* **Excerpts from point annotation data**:
[Start]
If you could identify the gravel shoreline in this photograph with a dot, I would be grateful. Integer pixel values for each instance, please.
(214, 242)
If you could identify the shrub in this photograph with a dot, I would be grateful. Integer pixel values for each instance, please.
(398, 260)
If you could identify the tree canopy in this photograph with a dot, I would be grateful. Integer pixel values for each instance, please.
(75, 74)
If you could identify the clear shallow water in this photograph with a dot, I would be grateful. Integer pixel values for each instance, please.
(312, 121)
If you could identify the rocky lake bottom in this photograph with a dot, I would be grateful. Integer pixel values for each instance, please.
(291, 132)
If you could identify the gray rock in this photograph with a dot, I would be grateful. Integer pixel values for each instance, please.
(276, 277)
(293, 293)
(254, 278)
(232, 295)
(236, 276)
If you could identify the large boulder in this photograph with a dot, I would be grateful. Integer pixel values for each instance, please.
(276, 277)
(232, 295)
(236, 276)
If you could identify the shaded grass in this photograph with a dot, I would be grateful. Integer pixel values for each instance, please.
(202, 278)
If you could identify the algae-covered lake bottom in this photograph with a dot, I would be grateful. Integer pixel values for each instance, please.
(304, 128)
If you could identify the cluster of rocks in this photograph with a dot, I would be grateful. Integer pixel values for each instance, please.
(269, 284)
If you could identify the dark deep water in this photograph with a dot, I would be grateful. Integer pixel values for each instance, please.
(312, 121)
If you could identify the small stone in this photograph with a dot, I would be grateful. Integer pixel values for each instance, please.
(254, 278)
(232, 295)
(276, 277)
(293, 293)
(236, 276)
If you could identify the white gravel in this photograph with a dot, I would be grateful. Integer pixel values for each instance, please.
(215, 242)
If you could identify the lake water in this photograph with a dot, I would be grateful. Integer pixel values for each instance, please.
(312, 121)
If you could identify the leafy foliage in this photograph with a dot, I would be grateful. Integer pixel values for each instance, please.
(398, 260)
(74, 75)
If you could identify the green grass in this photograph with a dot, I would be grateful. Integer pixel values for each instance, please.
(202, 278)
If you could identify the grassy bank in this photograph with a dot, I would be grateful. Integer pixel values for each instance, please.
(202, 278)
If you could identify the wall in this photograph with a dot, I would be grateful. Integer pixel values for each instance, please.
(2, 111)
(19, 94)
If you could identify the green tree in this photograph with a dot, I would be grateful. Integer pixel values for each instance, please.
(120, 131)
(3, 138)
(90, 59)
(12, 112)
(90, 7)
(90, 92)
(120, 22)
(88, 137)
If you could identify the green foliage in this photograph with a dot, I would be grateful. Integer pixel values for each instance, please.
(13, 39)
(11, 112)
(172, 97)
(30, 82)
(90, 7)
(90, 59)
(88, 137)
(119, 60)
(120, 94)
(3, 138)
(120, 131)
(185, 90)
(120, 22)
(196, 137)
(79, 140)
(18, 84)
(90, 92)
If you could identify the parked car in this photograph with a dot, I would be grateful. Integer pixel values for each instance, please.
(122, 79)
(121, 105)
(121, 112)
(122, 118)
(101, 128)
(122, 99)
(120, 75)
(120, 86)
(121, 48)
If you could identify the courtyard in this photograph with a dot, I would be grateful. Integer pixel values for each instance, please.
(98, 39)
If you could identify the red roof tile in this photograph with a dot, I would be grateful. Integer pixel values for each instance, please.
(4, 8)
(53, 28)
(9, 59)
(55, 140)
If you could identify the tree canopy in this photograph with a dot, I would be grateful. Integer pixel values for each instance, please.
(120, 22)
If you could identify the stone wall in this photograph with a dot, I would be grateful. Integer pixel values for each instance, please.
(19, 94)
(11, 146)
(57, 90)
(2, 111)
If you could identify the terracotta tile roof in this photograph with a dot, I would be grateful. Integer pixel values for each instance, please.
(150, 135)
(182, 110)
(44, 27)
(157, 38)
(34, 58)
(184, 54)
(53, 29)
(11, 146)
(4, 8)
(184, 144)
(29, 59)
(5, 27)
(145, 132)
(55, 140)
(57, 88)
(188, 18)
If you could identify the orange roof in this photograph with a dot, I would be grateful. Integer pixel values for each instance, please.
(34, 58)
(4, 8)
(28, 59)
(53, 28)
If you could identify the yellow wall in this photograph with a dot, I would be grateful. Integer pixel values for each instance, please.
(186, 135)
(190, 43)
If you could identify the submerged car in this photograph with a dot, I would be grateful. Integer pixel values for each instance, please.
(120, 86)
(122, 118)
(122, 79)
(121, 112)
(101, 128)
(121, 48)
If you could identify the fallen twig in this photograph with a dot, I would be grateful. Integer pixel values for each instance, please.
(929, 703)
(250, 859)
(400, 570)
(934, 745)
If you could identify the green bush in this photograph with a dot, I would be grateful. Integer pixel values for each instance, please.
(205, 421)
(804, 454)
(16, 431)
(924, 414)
[End]
* **Brief**: Reproduce the material above, switching every "with a dot" to "with a point" and keeping everything else the same.

* **Full solution**:
If you could identify the gravel shoreline in this photograph with a point, I would be grateful. Integer pixel values for each instance, please.
(214, 242)
If you could identify the shrub in this photograph with a point, I would be grateful. Integer pixel values for each instance, please.
(398, 260)
If you could identify the tree canopy in this photograph with a point, I would be grateful. Integer pixel values for each instance, please.
(75, 74)
If you could identify the clear shallow water in this photograph with a point, I would be grateful. Integer pixel values for each instance, please.
(312, 121)
If you could identify the rocky lake bottom in this photograph with a point, I would be grateful. Integer pixel values for each instance, please.
(291, 132)
If you could identify the gray rock in this photograph with a point, I would be grateful. Integer pixel values for each instance, please.
(276, 277)
(293, 293)
(254, 278)
(232, 295)
(236, 276)
If you could identify the large boulder in this photograph with a point, I would be grateful. Integer pixel values for each instance, please.
(276, 277)
(232, 295)
(236, 276)
If you could identify the shaded grass in this photograph with a point, I would be grateful. Integer pixel values for each instance, please.
(202, 278)
If you could identify the algae-covered lake bottom in this photograph with a point, I would be grateful. Integer pixel values for each instance, please.
(304, 128)
If you could identify the cluster of rocks in this photograph with a point, I would be grateful. Integer pixel values for each instance, please.
(269, 284)
If you could identify the dark deep water in this photograph with a point, I would be grateful. Integer pixel values for each instance, please.
(312, 121)
If you could identify the small stone in this photograph with a point, I would be grateful. Integer pixel values for each instance, please.
(254, 278)
(232, 295)
(276, 277)
(293, 293)
(236, 276)
If you could identify the white gravel in this photograph with a point, I would be grateful. Integer pixel values for each instance, please.
(215, 242)
If you could identify the lake water in this photograph with a point, I would be grateful. Integer pixel values for each instance, please.
(312, 121)
If you could identify the leafy foliage in this photograph with a point, I would be grateful. Integer pixel values for each instance, please.
(398, 260)
(74, 75)
If you could identify the green grass in this photograph with a point, I would be grateful. Integer pixel values for each instance, please.
(202, 278)
If you could identify the grassy bank in this photograph with a point, I would be grateful. Integer pixel values for each instance, please.
(202, 278)
If you could identify the wall in this photograph with a point, I would be grateful. Integer pixel values for each instance, please.
(2, 111)
(19, 94)
If you could identify the green tree in this photograph with a point, I would be grateful. Integer pixel values for each instance, please.
(120, 131)
(3, 138)
(90, 59)
(12, 112)
(90, 7)
(90, 92)
(120, 22)
(88, 137)
If you could identify the green foliage in this photograph with a point, I would be grateful. Integer pixel values for each instance, please.
(13, 39)
(11, 112)
(172, 97)
(30, 82)
(90, 7)
(90, 59)
(88, 137)
(119, 60)
(120, 94)
(3, 138)
(120, 131)
(185, 90)
(120, 22)
(196, 137)
(79, 140)
(18, 84)
(90, 92)
If you could identify the parked car in this photograph with a point, I would be grateful. Integer pixel values for each instance, please.
(122, 79)
(121, 105)
(121, 112)
(122, 118)
(101, 128)
(122, 99)
(120, 75)
(120, 86)
(121, 48)
If you could identify the courtyard in this photograph with a point, I would be grateful. Integer pixel values for each instance, please.
(98, 39)
If you could identify the red roof tile in this photograph with a point, I would be grateful. Integer pixel values for each instance, please.
(4, 8)
(53, 28)
(9, 59)
(55, 140)
If you could identify the tree canopy in this photograph with a point, I would be grateful. Integer pixel values for each instance, please.
(120, 22)
If you could identify the stone wall in this photograph with a point, I would be grateful. Integer pixel values for each instance, please.
(19, 94)
(11, 146)
(57, 90)
(2, 111)
If you could identify the terracotta tile roof in this photograph with a point, I would be grateful. Integer pixel values for each instance, please.
(150, 135)
(182, 110)
(44, 27)
(157, 38)
(34, 58)
(184, 54)
(53, 29)
(11, 146)
(4, 8)
(184, 144)
(29, 59)
(5, 27)
(145, 132)
(55, 140)
(57, 88)
(188, 18)
If you could identify the orange roof in this photograph with a point, I would be grateful. Integer pixel values for each instance, please.
(34, 58)
(4, 8)
(28, 59)
(53, 28)
If you could identify the yellow wall in this photograph with a point, I would be grateful. Integer pixel values for each instance, please.
(186, 135)
(190, 43)
If you could identify the submerged car in this photograph with a point, I would be grateful. Integer pixel values for each instance, please.
(120, 86)
(122, 118)
(122, 79)
(121, 112)
(101, 128)
(121, 48)
If you could identify the fallen twig in this photograph with a point, I would be grateful. Integer pixel values for each instance, please.
(929, 703)
(250, 859)
(400, 570)
(934, 745)
If you could identify the green bush in this photograph with a point, I would be grateful. Integer pixel values for each instance, please.
(205, 421)
(804, 454)
(16, 431)
(924, 414)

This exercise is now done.